-- Data supplied follows --
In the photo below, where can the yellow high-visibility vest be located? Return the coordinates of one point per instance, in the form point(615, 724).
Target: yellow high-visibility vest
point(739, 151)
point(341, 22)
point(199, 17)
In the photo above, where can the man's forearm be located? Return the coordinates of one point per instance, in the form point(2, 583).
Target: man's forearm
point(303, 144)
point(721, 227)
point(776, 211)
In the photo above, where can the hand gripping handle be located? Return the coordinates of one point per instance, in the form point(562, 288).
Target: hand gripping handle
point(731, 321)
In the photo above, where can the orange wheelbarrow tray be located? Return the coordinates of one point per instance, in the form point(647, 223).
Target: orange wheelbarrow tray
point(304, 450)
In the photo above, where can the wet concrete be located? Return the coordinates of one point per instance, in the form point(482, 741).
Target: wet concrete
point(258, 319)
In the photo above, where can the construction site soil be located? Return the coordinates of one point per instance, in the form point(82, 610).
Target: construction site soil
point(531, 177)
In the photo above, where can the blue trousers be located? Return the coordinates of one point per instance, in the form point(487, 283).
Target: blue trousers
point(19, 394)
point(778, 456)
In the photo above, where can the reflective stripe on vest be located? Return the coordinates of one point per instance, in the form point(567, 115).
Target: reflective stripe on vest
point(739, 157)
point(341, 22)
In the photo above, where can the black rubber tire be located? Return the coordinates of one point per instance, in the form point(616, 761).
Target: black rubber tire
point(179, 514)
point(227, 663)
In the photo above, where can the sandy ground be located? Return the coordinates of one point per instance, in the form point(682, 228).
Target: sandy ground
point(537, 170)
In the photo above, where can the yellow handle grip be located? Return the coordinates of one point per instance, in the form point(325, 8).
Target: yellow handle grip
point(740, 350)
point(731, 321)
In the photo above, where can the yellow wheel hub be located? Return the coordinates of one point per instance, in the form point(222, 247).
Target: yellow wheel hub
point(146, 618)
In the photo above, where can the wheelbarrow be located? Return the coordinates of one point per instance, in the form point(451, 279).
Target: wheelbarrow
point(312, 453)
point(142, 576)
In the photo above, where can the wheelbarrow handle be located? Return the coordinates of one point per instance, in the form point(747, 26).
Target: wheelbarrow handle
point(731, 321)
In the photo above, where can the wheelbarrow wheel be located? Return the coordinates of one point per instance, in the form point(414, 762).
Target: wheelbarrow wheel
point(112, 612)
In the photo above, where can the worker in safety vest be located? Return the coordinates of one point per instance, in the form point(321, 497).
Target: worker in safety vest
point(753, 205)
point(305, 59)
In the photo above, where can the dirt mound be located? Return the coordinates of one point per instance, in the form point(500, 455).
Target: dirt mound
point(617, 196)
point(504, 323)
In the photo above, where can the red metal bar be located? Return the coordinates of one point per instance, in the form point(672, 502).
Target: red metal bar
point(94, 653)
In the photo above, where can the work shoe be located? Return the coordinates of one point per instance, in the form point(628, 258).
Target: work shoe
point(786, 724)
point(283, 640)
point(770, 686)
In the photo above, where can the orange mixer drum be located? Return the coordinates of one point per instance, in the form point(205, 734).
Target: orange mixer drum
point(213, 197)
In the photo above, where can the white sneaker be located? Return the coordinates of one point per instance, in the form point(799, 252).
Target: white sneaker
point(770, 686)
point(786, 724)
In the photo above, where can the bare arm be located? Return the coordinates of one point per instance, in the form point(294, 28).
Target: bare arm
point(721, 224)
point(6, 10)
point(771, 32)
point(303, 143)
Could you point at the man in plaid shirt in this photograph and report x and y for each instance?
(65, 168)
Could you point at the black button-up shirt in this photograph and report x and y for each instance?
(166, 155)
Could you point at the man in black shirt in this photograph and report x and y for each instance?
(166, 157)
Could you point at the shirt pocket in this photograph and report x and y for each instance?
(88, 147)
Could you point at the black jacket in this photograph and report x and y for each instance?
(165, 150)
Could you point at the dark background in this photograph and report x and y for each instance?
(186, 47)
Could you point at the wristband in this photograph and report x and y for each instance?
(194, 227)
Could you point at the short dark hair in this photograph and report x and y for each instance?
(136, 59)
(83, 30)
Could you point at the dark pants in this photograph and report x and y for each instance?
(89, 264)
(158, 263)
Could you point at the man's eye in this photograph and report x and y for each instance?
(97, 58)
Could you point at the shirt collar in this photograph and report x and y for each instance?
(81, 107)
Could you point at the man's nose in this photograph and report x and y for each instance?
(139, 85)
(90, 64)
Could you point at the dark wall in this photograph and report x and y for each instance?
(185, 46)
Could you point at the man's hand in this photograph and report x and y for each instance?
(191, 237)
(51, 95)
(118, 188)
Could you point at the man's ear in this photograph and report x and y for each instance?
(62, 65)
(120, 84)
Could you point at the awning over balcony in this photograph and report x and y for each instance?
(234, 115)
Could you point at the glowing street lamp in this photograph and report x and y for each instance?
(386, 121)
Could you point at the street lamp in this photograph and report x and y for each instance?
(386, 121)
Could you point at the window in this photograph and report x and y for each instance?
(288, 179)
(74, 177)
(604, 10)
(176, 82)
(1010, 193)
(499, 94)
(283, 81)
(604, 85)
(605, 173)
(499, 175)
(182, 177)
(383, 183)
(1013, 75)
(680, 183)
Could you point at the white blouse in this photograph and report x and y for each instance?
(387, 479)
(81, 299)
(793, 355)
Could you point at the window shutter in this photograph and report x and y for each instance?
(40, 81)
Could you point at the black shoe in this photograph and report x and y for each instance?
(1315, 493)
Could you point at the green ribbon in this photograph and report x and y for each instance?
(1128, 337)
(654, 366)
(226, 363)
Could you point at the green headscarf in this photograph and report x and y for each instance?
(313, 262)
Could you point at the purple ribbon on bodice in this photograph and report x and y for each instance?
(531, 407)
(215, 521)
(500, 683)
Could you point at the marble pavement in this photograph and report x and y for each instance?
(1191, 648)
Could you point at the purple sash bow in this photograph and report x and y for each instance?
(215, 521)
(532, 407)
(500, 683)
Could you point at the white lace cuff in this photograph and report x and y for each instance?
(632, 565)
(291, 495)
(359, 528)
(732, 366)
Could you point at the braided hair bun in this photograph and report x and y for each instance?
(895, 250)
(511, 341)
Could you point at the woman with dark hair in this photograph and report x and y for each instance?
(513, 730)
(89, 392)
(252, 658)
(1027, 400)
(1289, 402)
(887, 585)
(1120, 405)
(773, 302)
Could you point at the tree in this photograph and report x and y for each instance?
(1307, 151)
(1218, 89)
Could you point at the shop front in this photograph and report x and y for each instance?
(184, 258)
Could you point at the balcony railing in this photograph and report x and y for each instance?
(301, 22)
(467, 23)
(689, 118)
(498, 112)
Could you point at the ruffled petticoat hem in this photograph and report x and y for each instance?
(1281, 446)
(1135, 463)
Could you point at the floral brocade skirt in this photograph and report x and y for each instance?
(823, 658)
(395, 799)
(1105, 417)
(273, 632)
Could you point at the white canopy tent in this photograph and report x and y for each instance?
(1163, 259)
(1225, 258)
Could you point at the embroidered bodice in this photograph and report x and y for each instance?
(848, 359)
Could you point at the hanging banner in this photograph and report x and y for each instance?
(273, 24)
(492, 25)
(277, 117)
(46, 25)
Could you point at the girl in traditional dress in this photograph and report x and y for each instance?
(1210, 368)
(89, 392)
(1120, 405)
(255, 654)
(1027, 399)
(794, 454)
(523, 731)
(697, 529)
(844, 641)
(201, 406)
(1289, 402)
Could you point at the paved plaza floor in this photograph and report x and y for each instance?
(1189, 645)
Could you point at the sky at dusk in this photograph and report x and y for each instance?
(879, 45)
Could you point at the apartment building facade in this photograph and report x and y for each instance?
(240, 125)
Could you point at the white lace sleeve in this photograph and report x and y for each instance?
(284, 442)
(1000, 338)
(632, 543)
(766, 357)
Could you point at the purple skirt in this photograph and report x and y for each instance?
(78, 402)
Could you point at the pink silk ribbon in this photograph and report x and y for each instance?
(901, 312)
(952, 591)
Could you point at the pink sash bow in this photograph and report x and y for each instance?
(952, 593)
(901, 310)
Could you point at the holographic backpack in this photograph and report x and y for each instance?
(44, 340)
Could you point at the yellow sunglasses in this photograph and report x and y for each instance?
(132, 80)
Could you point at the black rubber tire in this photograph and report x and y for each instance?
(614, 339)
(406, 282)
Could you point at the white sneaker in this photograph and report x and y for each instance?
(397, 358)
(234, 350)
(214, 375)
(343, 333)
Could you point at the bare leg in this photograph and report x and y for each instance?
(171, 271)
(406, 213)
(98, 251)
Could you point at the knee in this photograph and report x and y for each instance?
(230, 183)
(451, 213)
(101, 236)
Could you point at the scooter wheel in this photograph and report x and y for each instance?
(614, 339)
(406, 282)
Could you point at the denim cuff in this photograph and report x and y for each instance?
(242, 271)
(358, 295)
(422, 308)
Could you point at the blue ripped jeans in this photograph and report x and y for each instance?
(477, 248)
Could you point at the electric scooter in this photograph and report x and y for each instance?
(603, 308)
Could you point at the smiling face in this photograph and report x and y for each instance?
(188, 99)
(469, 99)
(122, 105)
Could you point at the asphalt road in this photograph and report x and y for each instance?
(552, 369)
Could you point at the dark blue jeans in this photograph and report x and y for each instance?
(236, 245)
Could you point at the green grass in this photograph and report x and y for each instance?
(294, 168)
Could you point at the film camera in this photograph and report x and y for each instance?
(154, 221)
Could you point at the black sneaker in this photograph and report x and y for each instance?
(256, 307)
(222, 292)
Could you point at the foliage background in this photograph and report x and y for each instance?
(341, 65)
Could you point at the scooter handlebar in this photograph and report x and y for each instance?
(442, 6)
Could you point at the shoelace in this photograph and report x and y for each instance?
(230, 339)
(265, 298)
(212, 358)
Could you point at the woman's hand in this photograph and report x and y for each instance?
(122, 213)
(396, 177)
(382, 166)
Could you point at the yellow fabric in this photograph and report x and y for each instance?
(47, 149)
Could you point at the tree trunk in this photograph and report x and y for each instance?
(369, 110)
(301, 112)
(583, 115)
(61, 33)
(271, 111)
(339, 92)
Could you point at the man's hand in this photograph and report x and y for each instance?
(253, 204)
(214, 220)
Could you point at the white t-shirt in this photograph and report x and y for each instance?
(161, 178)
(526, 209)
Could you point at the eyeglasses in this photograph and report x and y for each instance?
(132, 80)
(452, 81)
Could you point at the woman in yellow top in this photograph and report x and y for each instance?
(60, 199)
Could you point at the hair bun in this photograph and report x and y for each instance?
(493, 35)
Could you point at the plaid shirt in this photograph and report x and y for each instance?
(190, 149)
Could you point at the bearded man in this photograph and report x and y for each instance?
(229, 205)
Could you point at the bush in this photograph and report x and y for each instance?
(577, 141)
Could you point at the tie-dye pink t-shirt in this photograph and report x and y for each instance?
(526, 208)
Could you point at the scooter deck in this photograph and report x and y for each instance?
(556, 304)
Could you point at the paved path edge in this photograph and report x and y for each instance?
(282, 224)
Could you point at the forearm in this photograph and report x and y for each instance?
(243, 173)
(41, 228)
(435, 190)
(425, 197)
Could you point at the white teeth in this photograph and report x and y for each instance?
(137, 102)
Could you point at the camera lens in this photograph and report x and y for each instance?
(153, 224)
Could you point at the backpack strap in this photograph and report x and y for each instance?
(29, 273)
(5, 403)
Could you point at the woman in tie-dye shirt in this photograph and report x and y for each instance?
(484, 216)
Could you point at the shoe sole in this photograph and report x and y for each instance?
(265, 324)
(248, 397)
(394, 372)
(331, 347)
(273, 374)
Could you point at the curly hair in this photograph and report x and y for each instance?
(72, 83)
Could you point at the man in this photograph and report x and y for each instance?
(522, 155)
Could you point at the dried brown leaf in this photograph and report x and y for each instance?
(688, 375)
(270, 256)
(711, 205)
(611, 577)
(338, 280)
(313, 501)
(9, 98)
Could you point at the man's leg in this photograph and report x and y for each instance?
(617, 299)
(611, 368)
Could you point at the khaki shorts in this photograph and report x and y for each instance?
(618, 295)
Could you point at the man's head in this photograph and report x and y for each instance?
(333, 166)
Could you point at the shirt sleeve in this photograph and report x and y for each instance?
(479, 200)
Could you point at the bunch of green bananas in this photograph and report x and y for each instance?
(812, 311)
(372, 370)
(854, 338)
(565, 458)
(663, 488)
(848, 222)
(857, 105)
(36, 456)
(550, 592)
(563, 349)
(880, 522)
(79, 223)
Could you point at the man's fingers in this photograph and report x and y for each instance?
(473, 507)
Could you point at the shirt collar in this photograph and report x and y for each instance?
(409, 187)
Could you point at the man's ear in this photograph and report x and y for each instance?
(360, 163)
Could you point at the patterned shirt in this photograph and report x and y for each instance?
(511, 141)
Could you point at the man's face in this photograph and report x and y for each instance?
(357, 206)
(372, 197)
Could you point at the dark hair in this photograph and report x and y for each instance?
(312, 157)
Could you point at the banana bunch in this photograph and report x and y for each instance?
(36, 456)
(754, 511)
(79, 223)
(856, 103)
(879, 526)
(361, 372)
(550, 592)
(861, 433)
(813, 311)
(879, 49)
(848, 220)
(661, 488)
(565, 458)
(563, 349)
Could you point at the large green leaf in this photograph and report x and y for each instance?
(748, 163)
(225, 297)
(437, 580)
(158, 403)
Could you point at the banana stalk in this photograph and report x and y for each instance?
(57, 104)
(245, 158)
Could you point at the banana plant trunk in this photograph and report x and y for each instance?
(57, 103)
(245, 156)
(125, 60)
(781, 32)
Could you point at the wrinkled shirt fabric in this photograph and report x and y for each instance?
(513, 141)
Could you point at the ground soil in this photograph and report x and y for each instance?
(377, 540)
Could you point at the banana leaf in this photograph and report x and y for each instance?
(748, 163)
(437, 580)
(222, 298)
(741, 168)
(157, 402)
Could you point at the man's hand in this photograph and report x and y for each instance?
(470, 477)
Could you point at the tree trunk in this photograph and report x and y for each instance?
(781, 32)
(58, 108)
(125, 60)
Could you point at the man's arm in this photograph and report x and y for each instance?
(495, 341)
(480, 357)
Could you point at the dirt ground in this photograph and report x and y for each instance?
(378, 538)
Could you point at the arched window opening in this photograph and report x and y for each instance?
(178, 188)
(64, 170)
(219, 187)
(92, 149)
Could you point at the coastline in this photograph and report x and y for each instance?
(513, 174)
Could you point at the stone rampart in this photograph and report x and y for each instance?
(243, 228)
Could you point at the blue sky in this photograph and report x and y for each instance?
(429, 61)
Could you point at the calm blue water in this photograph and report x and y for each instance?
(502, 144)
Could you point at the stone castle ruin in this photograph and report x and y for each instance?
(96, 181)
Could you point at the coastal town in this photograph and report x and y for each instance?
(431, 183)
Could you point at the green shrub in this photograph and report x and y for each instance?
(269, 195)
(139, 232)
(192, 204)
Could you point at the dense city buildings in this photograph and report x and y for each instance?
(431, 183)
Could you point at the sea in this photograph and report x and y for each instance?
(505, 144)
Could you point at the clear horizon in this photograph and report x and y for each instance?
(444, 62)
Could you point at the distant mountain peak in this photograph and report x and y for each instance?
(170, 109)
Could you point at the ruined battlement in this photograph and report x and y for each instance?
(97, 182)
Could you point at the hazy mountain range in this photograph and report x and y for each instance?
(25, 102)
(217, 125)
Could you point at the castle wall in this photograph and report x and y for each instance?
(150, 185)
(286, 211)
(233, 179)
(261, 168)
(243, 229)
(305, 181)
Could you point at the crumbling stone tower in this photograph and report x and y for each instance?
-- Data supplied concluded --
- **Work instruction**
Give the lines again, exactly as they stand, from the beginning of the data through the line with "In the photo above, where can the yellow wheel".

- **Response to this task**
In the photo below, where can the yellow high-visibility vest be located? Return the coordinates of one point per instance, in the form point(615, 724).
Target: yellow high-visibility vest
point(739, 151)
point(341, 22)
point(199, 17)
In the photo above, where can the man's forearm be located? Return the coordinates of one point per instance, in the form point(2, 583).
Target: man's forearm
point(303, 144)
point(721, 227)
point(776, 211)
In the photo above, where can the hand gripping handle be located? Return the coordinates of one point per instance, in the form point(562, 288).
Target: hand gripping handle
point(731, 321)
In the photo above, where can the orange wheelbarrow tray be located? Return the coordinates of one point per instance, in the form point(647, 223).
Target: orange wheelbarrow tray
point(304, 450)
In the photo above, where can the wet concrete be located? Return the coordinates of one point per instance, in the form point(482, 741).
Target: wet concrete
point(258, 319)
In the photo above, where can the construction site soil be located? Return the coordinates of one point per instance, in the form point(82, 610).
Target: construction site soil
point(531, 177)
In the photo above, where can the blue trousers be located? Return the coordinates of one point per instance, in the form point(487, 283).
Target: blue trousers
point(19, 394)
point(778, 456)
In the photo above, where can the reflective stripe on vest be located? Return the coordinates of one point per instance, in the form point(567, 115).
Target: reflective stripe on vest
point(739, 157)
point(341, 22)
In the photo above, where can the black rubber tire be located? Return the coordinates of one point per instance, in the form point(616, 761).
Target: black rubber tire
point(179, 514)
point(227, 663)
In the photo above, where can the sandy ground be located? Return the coordinates of one point per instance, in the form point(682, 228).
Target: sandy ground
point(537, 170)
In the photo above, where can the yellow handle grip be located? Return the coordinates of one point per instance, in the form point(325, 8).
Target: yellow handle grip
point(740, 350)
point(731, 321)
In the photo above, where can the yellow wheel hub be located? Return the coordinates of one point per instance, in the form point(222, 247).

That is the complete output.